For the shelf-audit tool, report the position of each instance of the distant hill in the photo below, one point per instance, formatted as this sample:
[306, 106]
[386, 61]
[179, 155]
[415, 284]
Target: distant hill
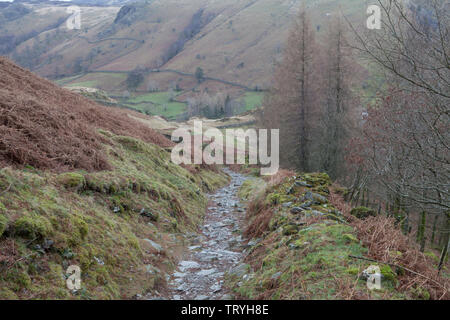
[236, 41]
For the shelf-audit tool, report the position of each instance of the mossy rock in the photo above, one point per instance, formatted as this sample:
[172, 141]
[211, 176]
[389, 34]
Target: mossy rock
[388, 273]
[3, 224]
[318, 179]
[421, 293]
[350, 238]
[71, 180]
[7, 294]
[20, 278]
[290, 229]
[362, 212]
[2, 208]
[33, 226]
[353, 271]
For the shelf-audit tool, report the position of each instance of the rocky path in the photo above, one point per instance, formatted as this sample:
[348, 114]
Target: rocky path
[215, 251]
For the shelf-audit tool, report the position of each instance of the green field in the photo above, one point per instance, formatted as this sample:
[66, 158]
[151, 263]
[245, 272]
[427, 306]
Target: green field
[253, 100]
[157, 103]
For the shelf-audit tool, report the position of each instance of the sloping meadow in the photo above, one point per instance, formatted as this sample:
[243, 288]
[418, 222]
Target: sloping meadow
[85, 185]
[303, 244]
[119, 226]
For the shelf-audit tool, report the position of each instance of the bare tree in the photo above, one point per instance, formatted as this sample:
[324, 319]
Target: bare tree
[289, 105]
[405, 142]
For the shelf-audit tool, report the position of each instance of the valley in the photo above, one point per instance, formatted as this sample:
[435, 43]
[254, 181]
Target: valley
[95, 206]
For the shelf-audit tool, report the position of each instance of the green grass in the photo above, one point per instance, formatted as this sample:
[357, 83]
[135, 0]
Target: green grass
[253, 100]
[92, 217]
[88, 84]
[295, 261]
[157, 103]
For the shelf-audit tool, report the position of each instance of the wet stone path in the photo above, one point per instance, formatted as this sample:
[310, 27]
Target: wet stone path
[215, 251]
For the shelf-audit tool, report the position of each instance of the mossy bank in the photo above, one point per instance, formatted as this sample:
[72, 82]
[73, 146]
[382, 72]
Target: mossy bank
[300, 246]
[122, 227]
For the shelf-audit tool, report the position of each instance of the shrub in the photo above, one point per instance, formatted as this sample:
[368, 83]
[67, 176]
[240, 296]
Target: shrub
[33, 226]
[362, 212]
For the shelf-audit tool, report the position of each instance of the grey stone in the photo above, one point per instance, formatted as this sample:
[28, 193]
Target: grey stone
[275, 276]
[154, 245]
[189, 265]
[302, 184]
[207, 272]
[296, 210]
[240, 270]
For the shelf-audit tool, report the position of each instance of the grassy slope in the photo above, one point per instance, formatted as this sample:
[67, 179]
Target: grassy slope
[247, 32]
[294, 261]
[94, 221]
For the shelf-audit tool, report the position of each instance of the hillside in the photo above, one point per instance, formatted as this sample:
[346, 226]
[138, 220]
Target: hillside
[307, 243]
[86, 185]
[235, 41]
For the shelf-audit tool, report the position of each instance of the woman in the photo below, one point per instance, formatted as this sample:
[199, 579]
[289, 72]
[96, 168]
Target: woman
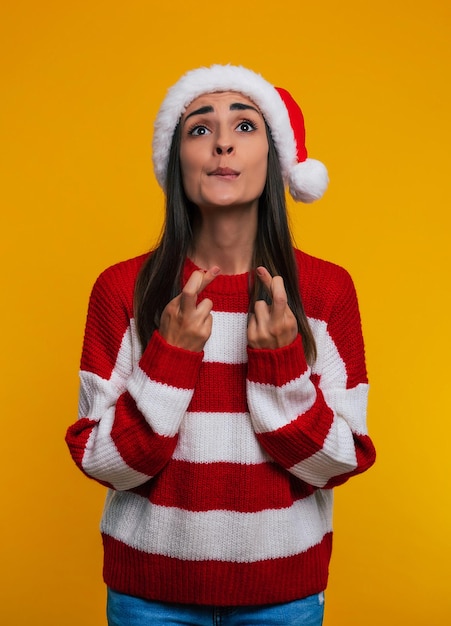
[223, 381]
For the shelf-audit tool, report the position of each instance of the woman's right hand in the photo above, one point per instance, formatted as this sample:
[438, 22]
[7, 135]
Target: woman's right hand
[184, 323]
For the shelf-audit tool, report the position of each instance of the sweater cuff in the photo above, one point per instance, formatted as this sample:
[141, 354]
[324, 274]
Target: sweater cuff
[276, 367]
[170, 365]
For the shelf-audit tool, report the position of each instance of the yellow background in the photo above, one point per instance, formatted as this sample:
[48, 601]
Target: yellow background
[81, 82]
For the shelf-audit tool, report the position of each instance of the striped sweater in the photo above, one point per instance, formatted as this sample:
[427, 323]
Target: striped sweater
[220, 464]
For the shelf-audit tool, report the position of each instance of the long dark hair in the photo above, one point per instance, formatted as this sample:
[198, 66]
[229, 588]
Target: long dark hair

· · · ·

Each record should be quoted exactly, with the images omitted.

- Solution -
For the shelf-audit tool, report the position of each instance of the distant hill in the photo below, one point per instance, formatted as this sample:
[306, 106]
[386, 61]
[179, 155]
[415, 284]
Target: distant hill
[236, 41]
For the shelf-audit tool, report the position of each instance of the mossy rock in the photo above, one point per instance, formatted as this sample:
[172, 141]
[211, 176]
[389, 34]
Target: mossy rock
[388, 273]
[3, 224]
[318, 179]
[421, 293]
[350, 238]
[71, 180]
[7, 294]
[20, 278]
[290, 229]
[362, 212]
[2, 208]
[33, 226]
[353, 271]
For the shelf-audit tool, report the position of each instance of the rocky path in the photo above, one point per instance, formatted as this sample:
[348, 114]
Target: rocky path
[215, 251]
For the shelf-audit tool, report the position of each instance of the green field in the photo above, one point per instance, formatted as this sample:
[66, 158]
[151, 263]
[245, 272]
[427, 306]
Target: green field
[253, 100]
[157, 103]
For the shelf-audit tool, report the position of each instance of the sloping meadow in the photo above, one point per instance, formatted as this sample:
[243, 288]
[418, 222]
Target: sloping meadow
[85, 185]
[303, 244]
[119, 226]
For the shelf-audit tool, report the position of each instance of the bare tree in the photo above, one point per instance, formatted as this sample:
[324, 319]
Target: bare tree
[289, 105]
[405, 142]
For the shelf-audit tool, report the position of each instance of the valley in the photo above, one point per instance, formatted as this sample:
[435, 43]
[254, 181]
Target: valley
[95, 206]
For the shelf-audit tool, report the position of each instance of the green grass in the photo above, one point per instance, formatted as this sample:
[357, 83]
[135, 0]
Target: green grass
[253, 100]
[92, 217]
[88, 84]
[295, 261]
[157, 103]
For the shelf-audit tool, report the position of each instance of the wet stone path in the photo above, one point per instance, formatted as this sample:
[310, 27]
Target: wet stone path
[215, 251]
For the shelf-audit tool, report the position of each instance of the mossy bank in the photo above, one point per instance, formatted as this sample:
[72, 82]
[73, 146]
[382, 72]
Target: mossy bank
[300, 246]
[122, 227]
For the shelf-audit tool, report the position of each instance of the shrub in the photo above, one point per instance, formatted as this sample:
[368, 83]
[67, 176]
[240, 296]
Target: shrub
[33, 226]
[362, 212]
For the shelf-audit tool, report the position of each instance of the grey stone in the photo above, one point per instance, formatted as this sample:
[28, 193]
Target: grey stone
[275, 276]
[154, 245]
[189, 265]
[302, 184]
[207, 272]
[296, 210]
[240, 270]
For the shelf-audit tool, report the position of each instance of the grassy slope in the photo above, one point per instance, formatted as this sample:
[67, 179]
Target: grassy slope
[247, 32]
[294, 261]
[94, 221]
For the shelf-audit tool, report the position of each instance of the hillside in the photo above, one point per instance, formatted as this sample:
[346, 226]
[138, 220]
Target: hillside
[307, 243]
[86, 185]
[235, 41]
For the shelf-audit tool, report the position of each instance of the woman in the photo below, one point per instance, formatted as this sample:
[199, 579]
[289, 72]
[96, 168]
Target: woman
[223, 381]
For the shelf-audit tool, report the position of each instance of the woman's right hand in the photo above, one point per instance, formatted as this sample:
[438, 22]
[7, 135]
Target: woman's right hand
[184, 323]
For the shelf-audit tool, report the position of each instance of the sweater cuff in the photo above, one point per instance, formatted as this sample:
[141, 354]
[324, 274]
Target: sweater cuff
[276, 367]
[170, 365]
For the shelf-audit tool, report the position of each instance of the yellow background in the photo above, one point per instance, formatted as this sample:
[48, 601]
Target: yellow background
[81, 82]
For the shelf-audit tool, report the position of each instance of the striped sweater in the photo above, one point per instance, formatted as this sample:
[427, 323]
Target: striped sweater
[220, 464]
For the shelf-audit tool, report the position of each instance of the long dark hair in the photo above, one point per instance, formatted as this sample:
[198, 66]
[229, 588]
Target: long dark hair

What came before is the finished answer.